WHAT IS ASKED
Present every line of the data below as a numbered list, omitting blank lines.

[Start DATA ROWS]

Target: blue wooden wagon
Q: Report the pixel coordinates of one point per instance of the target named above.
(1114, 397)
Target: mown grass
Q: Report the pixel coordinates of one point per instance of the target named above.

[End DATA ROWS]

SOLUTION TO THE EXERCISE
1. Target: blue wooden wagon
2. Q: Report the pixel coordinates of one point per instance of the target named above.
3. (1114, 397)
4. Target: mown grass
5. Q: Report the pixel coordinates of one point per instance of the target named above.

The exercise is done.